■ **PROBLEM TO SOLVE**:
Replace "layout" with "format" throughout the items below, keeping everything else unchanged, and give them again without the pictures.

━━━ EXTRACTED MATERIAL

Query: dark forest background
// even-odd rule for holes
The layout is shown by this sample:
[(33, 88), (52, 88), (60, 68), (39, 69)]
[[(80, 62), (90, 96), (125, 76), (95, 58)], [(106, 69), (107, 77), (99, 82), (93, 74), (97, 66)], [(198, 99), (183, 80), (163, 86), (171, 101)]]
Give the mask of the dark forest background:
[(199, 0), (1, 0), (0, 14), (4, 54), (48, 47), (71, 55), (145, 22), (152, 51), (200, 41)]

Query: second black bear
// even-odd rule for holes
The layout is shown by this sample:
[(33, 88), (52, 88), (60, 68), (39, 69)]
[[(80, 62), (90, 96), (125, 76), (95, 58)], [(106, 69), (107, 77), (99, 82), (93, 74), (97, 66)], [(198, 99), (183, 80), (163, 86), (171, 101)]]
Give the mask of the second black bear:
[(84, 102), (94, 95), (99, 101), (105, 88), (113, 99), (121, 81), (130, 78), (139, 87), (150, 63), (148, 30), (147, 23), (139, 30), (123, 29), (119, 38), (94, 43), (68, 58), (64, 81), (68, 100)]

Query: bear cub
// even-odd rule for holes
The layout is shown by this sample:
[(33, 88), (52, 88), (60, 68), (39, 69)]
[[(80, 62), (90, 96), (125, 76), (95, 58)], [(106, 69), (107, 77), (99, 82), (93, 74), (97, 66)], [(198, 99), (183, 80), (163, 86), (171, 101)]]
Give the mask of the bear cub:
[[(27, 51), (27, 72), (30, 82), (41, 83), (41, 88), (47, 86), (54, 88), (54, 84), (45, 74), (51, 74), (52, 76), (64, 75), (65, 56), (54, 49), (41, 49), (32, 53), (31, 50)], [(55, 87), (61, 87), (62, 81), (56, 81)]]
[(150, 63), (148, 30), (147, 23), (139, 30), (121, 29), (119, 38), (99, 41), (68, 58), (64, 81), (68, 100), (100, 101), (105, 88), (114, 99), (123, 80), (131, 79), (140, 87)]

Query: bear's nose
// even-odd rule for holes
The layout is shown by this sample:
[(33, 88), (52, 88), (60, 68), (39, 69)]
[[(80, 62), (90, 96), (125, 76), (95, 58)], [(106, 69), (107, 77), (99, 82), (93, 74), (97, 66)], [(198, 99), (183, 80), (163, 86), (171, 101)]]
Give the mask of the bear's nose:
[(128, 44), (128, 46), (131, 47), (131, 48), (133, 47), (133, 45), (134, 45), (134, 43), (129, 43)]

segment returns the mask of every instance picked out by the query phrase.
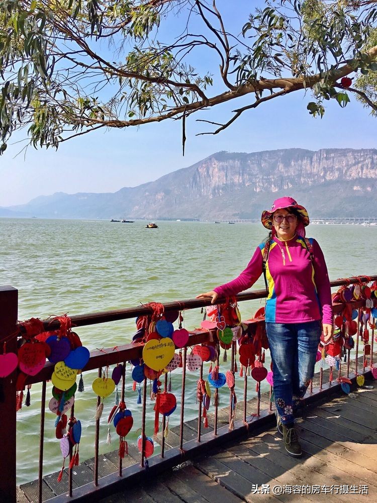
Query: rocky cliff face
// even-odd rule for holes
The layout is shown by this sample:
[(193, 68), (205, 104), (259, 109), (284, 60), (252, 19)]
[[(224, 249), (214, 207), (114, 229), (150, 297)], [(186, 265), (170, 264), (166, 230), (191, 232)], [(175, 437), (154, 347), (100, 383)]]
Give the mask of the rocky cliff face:
[(254, 218), (289, 194), (316, 216), (371, 216), (376, 181), (374, 149), (220, 152), (114, 194), (59, 194), (12, 209), (65, 218)]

━━━━━━

■ **SOLUTION**:
Query: dark forest background
// even-odd rule for holes
The format is shown by this sample:
[(33, 88), (52, 88), (60, 68), (39, 69)]
[[(80, 62), (90, 96), (125, 76), (95, 58)], [(106, 69), (107, 77), (99, 82), (93, 74), (97, 66)], [(198, 99), (183, 80), (163, 86), (171, 101)]]
Give the mask of the dark forest background:
[(199, 0), (1, 0), (0, 14), (4, 54), (48, 47), (71, 55), (145, 22), (152, 51), (200, 41)]

Query: second black bear
// even-odd rule for holes
The format is shown by this sample:
[(33, 88), (52, 88), (60, 68), (39, 69)]
[[(80, 62), (90, 96), (125, 76), (95, 58)], [(106, 69), (107, 77), (99, 82), (93, 74), (97, 66)], [(198, 99), (183, 80), (163, 86), (171, 101)]]
Give the mask of the second black bear:
[(84, 102), (94, 95), (99, 101), (105, 88), (113, 99), (121, 81), (130, 78), (139, 87), (150, 63), (148, 30), (147, 23), (139, 30), (123, 29), (119, 38), (94, 43), (68, 58), (64, 81), (68, 100)]

Query: bear cub
// even-odd rule for holes
The format is shown by this sample:
[(33, 88), (52, 88), (60, 68), (39, 69)]
[[(80, 62), (90, 96), (125, 76), (95, 58)], [(106, 69), (107, 77), (99, 82), (93, 74), (97, 66)], [(198, 99), (183, 80), (163, 86), (171, 101)]]
Give the mask of the bear cub:
[[(27, 51), (27, 72), (30, 82), (41, 83), (41, 88), (47, 86), (54, 88), (54, 84), (45, 74), (51, 74), (52, 76), (64, 75), (65, 56), (54, 49), (41, 49), (32, 53), (31, 50)], [(55, 87), (61, 87), (62, 81), (56, 81)]]
[(150, 63), (148, 30), (147, 23), (139, 30), (121, 29), (119, 38), (99, 41), (68, 58), (64, 81), (68, 100), (100, 101), (105, 88), (114, 99), (123, 80), (131, 79), (140, 87)]

Query: bear's nose
// even-odd rule for holes
The format is shown by this sample:
[(33, 88), (52, 88), (60, 68), (39, 69)]
[[(80, 62), (90, 96), (125, 76), (95, 58)], [(106, 69), (107, 77), (99, 82), (93, 74), (97, 66)], [(198, 99), (183, 80), (163, 86), (171, 101)]]
Give the mask of the bear's nose:
[(128, 44), (128, 46), (131, 47), (131, 48), (133, 47), (133, 45), (134, 45), (134, 43), (129, 43)]

segment returns the mask of every instance picked out by the query phrase.
Query: rocky cliff face
// even-odd rule for holes
The format is shown by this sample:
[(193, 68), (205, 104), (259, 109), (284, 60), (252, 19)]
[[(224, 249), (214, 207), (114, 229), (150, 297)], [(186, 265), (170, 264), (166, 230), (191, 232)], [(175, 437), (154, 347), (100, 383)]]
Give the mask of the rocky cliff face:
[(254, 218), (289, 194), (316, 216), (371, 216), (376, 181), (374, 149), (220, 152), (114, 194), (59, 194), (12, 209), (65, 218)]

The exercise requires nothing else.